• What to work on
Update the lines from the line with "the spectator in background" up to and including the line with "<point>76,127</point>" by changing every "jersey" to "shirt" and leaving everything else as it is. Return only those lines.
-------- Records to use --------
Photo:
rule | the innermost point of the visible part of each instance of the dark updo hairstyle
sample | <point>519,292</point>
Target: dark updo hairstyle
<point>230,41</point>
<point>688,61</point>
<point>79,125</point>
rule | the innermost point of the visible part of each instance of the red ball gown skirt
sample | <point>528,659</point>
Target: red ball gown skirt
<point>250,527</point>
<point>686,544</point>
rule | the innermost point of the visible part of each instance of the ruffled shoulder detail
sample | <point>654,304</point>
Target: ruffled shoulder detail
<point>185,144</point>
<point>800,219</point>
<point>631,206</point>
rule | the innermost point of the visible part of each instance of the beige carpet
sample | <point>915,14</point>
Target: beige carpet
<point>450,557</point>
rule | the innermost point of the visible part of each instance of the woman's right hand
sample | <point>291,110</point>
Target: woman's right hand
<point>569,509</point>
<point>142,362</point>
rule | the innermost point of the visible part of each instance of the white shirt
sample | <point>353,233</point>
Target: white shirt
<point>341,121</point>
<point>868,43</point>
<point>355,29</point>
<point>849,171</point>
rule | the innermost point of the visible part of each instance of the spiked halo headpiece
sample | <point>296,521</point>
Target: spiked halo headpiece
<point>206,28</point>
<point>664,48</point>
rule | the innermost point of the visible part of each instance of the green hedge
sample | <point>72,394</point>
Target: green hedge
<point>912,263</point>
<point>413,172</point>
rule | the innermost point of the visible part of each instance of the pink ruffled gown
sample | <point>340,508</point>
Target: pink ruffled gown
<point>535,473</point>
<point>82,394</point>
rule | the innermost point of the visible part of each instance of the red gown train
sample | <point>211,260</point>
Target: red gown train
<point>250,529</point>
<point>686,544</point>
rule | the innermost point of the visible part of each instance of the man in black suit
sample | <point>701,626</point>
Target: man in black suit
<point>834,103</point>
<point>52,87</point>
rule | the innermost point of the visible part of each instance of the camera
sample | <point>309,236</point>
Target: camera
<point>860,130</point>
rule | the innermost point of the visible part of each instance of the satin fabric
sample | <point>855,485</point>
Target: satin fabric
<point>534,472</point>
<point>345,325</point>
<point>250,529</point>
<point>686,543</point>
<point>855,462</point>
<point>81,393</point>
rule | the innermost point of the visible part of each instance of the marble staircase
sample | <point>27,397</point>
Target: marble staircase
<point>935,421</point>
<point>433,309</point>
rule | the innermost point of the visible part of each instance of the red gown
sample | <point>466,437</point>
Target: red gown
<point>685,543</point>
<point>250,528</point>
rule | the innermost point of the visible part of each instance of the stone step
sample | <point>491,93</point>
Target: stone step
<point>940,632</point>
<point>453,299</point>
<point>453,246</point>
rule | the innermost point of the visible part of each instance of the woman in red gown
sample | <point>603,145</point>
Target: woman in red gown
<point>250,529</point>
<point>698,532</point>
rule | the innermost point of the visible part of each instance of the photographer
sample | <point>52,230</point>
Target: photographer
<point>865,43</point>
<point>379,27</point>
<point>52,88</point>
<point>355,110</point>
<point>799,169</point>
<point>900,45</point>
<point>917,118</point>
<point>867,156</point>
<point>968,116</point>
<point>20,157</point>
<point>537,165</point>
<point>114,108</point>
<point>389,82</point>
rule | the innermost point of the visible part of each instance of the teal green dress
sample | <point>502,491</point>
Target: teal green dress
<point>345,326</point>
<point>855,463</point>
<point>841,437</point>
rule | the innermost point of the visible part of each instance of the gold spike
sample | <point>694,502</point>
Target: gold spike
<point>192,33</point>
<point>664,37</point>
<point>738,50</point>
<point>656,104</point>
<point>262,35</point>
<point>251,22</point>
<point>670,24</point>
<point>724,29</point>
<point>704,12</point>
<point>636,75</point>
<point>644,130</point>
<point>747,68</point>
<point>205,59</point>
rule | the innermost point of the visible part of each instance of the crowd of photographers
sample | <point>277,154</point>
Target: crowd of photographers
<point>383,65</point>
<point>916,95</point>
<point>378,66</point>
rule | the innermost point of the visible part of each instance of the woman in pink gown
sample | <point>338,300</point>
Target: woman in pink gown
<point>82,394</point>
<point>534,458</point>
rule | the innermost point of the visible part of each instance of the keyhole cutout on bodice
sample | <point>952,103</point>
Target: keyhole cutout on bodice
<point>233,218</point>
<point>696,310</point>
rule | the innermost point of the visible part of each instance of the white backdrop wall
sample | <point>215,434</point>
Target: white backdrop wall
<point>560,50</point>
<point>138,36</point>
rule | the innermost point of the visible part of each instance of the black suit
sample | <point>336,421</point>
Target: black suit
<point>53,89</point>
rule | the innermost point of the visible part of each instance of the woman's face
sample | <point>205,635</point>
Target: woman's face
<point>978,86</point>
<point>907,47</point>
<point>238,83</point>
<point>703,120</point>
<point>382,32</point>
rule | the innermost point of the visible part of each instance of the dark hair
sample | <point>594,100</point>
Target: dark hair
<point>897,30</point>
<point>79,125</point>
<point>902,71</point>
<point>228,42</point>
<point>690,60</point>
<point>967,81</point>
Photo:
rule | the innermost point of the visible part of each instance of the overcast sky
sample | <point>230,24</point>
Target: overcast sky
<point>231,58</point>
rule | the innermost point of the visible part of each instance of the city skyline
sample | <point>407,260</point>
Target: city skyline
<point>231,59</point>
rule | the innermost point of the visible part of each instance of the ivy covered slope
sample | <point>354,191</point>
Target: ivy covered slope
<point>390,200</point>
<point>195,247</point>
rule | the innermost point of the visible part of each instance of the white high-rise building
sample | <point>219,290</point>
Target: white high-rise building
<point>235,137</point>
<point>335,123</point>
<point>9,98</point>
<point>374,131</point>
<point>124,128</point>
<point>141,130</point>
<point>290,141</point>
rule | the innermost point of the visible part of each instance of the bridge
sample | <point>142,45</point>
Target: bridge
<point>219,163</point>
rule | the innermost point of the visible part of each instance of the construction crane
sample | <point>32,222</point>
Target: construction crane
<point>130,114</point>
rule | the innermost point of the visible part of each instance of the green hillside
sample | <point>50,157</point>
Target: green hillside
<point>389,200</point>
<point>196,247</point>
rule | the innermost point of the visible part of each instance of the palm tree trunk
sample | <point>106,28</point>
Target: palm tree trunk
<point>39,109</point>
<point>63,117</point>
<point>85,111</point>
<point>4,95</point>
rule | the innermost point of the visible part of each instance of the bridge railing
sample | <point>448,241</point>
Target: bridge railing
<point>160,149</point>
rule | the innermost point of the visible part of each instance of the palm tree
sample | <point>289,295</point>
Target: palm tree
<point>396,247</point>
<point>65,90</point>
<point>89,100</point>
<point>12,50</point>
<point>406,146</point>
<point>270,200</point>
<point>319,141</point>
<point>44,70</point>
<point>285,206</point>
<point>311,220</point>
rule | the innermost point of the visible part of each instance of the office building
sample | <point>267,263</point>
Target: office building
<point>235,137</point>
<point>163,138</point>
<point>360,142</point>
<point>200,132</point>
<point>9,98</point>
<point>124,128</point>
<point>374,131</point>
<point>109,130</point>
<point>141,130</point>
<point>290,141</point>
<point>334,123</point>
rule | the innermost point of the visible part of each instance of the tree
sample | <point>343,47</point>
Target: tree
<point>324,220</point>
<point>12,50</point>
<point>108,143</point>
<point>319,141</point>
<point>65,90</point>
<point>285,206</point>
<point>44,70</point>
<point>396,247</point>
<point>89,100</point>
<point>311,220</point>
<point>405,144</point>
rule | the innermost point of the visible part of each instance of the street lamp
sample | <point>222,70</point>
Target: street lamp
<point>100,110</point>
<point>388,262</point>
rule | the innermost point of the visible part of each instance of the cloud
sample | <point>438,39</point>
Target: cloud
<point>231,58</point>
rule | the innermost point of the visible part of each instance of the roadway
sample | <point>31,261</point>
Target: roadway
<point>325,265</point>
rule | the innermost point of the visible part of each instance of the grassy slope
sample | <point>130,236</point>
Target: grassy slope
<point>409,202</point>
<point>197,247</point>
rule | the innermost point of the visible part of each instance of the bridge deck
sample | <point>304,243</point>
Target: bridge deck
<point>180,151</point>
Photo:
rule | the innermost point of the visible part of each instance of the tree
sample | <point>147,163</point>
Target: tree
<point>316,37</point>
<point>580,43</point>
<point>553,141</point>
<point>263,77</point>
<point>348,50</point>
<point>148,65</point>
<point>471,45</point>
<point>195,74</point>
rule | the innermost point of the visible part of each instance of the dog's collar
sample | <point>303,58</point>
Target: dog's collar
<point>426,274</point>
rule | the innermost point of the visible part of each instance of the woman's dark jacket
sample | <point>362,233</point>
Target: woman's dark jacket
--------
-------- Records to use --------
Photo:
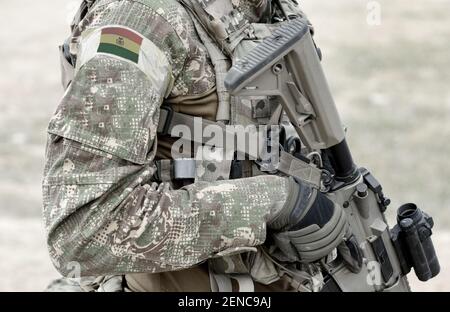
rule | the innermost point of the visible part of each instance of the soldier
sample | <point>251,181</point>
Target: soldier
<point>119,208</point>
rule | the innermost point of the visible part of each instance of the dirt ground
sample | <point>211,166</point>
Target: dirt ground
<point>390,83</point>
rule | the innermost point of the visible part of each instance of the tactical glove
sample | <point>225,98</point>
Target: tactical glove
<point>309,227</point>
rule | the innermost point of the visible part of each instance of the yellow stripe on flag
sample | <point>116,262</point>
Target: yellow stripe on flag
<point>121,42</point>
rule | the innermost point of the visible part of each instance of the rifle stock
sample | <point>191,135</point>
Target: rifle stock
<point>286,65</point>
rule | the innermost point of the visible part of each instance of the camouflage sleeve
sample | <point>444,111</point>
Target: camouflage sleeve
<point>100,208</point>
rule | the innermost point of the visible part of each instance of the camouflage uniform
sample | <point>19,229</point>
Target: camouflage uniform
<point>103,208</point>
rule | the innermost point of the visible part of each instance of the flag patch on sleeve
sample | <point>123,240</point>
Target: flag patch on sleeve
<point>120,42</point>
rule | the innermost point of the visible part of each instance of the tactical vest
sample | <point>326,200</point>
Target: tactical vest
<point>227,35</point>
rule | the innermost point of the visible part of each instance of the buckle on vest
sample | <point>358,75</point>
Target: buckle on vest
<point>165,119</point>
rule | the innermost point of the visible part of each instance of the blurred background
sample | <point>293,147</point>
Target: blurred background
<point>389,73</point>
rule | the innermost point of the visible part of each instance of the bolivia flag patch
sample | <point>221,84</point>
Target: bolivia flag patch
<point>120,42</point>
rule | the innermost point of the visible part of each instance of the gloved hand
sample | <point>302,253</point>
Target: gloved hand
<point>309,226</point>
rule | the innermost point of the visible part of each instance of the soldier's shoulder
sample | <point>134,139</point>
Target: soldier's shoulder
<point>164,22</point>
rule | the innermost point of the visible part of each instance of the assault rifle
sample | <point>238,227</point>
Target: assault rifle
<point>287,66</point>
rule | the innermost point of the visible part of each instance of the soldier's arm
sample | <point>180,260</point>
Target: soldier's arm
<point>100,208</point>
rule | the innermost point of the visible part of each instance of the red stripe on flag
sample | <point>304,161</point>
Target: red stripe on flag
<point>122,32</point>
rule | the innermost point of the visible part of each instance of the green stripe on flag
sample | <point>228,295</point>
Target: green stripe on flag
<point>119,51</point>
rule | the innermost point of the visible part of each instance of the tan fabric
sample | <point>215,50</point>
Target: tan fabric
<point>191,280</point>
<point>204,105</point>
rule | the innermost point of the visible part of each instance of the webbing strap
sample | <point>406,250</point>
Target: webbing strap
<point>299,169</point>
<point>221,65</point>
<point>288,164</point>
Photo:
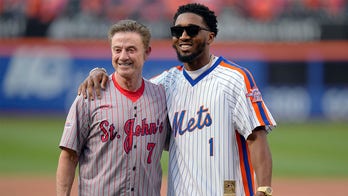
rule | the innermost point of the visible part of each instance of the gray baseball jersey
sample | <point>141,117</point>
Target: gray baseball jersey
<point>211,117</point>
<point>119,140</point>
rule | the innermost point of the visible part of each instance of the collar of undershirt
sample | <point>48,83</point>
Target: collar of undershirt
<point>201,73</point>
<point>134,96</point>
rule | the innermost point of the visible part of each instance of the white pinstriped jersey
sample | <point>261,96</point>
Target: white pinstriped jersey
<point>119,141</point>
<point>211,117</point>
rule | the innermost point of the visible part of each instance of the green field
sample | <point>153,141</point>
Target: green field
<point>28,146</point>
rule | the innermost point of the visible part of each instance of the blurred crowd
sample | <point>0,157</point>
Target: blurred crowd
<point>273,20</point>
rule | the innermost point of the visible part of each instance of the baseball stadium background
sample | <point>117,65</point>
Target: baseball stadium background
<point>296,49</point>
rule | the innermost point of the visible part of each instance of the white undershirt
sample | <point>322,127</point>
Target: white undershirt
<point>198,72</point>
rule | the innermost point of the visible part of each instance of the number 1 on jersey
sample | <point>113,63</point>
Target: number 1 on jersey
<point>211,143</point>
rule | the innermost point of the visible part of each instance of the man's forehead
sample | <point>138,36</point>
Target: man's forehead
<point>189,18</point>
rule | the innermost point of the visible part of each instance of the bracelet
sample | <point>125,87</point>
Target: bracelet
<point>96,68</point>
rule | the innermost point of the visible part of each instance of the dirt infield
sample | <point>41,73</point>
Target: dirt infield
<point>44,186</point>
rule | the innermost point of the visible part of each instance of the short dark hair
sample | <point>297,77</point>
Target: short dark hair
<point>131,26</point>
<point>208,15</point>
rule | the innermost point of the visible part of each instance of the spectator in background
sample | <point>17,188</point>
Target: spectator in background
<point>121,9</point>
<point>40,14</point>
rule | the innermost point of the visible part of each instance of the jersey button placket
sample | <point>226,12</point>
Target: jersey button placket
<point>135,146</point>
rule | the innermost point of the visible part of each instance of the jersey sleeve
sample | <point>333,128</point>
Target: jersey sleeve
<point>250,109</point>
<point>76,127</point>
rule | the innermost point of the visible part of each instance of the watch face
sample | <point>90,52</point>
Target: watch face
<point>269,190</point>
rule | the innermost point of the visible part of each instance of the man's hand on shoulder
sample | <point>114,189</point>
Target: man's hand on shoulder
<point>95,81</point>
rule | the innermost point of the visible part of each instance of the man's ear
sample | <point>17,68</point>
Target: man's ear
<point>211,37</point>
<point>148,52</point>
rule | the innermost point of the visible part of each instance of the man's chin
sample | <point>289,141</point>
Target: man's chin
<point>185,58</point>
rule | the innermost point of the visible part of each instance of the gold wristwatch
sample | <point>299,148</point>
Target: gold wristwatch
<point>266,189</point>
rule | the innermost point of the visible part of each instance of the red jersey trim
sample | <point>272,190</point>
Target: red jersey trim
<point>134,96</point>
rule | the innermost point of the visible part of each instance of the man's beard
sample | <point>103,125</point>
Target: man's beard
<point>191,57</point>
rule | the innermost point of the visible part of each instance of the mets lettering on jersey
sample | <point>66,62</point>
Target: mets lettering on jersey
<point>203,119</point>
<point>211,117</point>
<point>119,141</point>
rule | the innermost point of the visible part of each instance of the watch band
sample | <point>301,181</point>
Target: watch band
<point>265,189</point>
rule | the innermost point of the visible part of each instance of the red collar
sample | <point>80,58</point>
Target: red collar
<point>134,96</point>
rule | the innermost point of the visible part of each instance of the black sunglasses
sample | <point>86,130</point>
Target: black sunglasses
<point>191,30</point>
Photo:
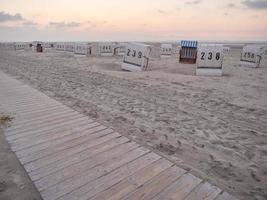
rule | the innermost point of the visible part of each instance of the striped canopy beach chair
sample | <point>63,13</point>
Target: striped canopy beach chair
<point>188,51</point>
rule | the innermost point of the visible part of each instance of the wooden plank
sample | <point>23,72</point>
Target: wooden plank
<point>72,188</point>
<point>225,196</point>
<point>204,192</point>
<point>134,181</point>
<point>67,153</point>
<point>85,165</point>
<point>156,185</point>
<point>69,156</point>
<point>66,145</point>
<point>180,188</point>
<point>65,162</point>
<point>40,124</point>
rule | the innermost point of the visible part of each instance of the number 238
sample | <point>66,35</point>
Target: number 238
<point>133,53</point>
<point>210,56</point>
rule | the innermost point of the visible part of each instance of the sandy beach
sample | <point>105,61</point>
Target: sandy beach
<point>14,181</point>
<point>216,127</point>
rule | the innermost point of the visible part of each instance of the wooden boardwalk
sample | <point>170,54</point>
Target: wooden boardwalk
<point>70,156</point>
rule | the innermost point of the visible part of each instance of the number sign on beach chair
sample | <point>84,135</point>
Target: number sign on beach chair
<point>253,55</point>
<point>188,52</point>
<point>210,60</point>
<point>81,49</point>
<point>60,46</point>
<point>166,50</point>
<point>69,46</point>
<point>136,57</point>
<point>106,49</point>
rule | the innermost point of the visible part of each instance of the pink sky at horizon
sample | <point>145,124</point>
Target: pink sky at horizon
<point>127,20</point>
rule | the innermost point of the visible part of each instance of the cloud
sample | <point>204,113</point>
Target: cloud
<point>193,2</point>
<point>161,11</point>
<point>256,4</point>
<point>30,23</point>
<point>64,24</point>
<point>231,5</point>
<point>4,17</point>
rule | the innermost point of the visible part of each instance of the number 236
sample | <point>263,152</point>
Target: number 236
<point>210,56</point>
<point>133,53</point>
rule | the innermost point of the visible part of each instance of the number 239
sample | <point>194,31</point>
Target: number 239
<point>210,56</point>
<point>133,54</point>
--------
• Task result
rule | the innermost point of the visible part of each instance of the spectator in background
sample | <point>17,188</point>
Target: spectator in background
<point>121,9</point>
<point>40,14</point>
rule | the innermost point of the visible part of each instance of the shirt button placket
sample | <point>226,12</point>
Target: shirt button placket
<point>135,146</point>
rule | the innermost point of the visible part of each instance of the shirt sleeve
sample | <point>333,128</point>
Target: shirt sleeve
<point>250,109</point>
<point>76,127</point>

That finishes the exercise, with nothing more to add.